Object detection data
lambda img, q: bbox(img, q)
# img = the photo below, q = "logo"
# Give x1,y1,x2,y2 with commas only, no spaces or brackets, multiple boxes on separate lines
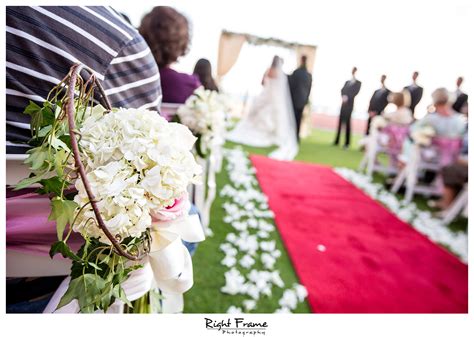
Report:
204,317,268,336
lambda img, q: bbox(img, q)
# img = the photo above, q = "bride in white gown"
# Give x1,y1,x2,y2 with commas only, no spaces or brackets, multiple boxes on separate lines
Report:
227,56,298,160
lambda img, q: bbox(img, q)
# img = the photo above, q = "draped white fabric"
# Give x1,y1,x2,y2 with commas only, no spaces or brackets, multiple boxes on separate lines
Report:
227,67,298,160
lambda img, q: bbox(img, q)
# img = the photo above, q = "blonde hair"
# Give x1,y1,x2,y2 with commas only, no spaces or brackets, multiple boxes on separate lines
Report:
431,88,449,105
389,92,405,108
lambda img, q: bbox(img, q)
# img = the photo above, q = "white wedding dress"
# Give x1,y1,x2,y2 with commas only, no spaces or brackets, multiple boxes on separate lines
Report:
226,67,298,160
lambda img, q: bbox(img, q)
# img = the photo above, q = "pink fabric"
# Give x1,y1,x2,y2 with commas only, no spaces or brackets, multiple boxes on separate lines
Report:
432,137,462,167
6,193,83,255
251,156,468,313
151,192,191,222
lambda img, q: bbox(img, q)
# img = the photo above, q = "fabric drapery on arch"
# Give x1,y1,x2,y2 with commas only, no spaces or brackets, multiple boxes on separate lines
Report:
217,34,246,78
296,46,316,73
217,31,316,79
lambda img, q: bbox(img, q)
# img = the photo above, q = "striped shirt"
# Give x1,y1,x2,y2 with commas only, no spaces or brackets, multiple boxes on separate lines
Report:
6,6,161,153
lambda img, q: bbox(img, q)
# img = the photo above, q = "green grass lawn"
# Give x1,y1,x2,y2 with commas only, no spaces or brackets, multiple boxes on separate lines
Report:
184,130,467,313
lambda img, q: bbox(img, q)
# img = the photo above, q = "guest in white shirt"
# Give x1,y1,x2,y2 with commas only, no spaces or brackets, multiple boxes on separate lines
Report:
411,88,466,138
383,92,413,125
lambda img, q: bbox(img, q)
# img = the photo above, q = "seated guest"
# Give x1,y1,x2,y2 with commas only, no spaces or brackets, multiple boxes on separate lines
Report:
139,6,201,103
410,88,466,138
436,128,469,209
193,59,219,92
399,88,466,166
6,6,161,154
383,92,413,125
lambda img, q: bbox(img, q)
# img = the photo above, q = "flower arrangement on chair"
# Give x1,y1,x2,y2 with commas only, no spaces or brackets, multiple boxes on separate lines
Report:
16,64,204,312
177,87,231,158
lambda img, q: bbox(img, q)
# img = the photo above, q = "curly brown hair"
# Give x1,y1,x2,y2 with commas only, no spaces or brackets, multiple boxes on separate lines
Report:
139,6,191,67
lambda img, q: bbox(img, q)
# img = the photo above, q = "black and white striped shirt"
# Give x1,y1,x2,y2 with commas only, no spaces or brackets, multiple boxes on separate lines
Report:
6,6,161,153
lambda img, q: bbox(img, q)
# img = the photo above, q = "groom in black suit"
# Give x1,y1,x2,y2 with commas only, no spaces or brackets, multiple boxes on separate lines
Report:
334,67,362,149
403,71,423,115
288,55,313,142
452,77,468,113
365,75,390,135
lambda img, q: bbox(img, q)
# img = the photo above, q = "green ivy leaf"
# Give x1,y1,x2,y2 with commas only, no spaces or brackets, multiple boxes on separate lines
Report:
37,125,53,138
24,146,49,171
48,198,79,240
49,241,82,264
13,175,44,191
57,274,106,313
36,177,64,196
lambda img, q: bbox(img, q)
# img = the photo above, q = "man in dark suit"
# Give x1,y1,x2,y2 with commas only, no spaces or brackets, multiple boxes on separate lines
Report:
403,71,423,114
452,77,468,113
334,67,362,149
288,55,313,142
365,75,391,135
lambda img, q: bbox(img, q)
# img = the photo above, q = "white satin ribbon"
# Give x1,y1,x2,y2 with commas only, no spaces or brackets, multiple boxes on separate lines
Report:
43,215,205,313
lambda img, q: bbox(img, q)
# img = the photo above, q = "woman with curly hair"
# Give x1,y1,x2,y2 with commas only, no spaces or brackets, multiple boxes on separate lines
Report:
139,6,201,103
193,59,219,92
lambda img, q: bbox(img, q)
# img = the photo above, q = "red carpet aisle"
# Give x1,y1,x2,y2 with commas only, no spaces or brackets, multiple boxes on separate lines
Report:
251,156,467,313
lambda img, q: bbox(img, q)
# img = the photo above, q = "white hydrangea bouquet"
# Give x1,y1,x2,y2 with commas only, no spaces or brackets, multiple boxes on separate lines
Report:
410,125,436,146
177,87,231,158
17,65,204,312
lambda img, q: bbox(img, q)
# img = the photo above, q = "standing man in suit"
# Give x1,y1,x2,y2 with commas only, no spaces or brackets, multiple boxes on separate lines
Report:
403,71,423,115
365,75,391,135
288,55,313,143
334,67,362,149
453,76,467,113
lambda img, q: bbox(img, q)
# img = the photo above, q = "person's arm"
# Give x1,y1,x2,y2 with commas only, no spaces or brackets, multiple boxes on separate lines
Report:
410,115,431,133
262,70,269,85
103,35,162,111
305,74,313,104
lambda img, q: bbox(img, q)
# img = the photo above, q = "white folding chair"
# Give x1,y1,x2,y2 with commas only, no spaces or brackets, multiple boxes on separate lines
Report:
441,183,468,225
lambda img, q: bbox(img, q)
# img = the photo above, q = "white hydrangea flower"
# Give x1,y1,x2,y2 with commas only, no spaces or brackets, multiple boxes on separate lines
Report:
177,87,228,150
74,108,202,243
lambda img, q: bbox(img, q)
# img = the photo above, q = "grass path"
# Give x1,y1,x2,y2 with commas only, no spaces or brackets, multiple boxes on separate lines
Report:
184,130,467,313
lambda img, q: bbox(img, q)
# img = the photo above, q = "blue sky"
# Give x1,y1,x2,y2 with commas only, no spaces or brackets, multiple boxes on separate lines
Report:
116,0,474,116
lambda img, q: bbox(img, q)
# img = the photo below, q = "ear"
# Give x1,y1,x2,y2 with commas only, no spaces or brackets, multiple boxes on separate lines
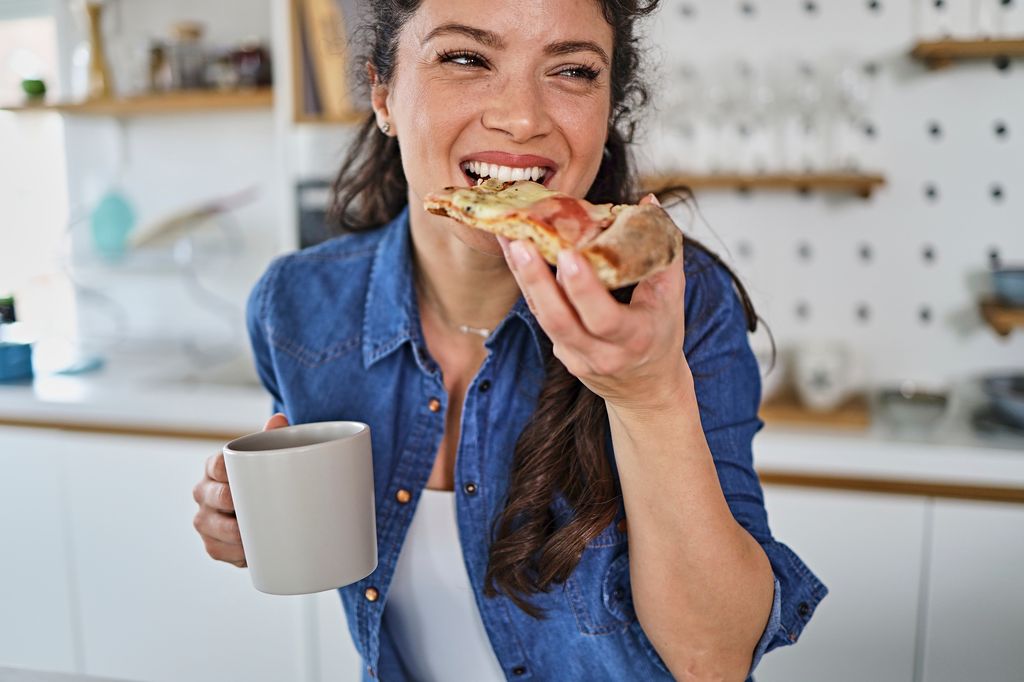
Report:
367,61,393,134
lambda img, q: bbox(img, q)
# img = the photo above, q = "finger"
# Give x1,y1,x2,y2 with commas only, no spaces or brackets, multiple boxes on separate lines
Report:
509,240,590,348
263,412,288,431
495,235,509,260
558,250,633,343
199,481,234,514
203,538,248,568
206,453,227,483
193,510,242,545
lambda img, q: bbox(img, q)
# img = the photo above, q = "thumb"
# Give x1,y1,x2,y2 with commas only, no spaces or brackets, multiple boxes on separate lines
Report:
640,193,662,206
263,412,288,431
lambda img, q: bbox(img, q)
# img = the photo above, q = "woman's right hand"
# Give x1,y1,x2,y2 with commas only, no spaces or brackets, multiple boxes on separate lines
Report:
193,413,288,568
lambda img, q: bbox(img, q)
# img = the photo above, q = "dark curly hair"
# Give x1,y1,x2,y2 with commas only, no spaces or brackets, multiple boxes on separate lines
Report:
329,0,758,617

> _Short task_:
Filter the listing above, keeping every line that contains the word "shirt", and copy each such line in full.

> _Response for this exercise_:
# img = the photo above, q = "striped shirt"
# img = the photo above, q = "guest in white shirt"
# img = the photo above, q = "black and white striped shirt"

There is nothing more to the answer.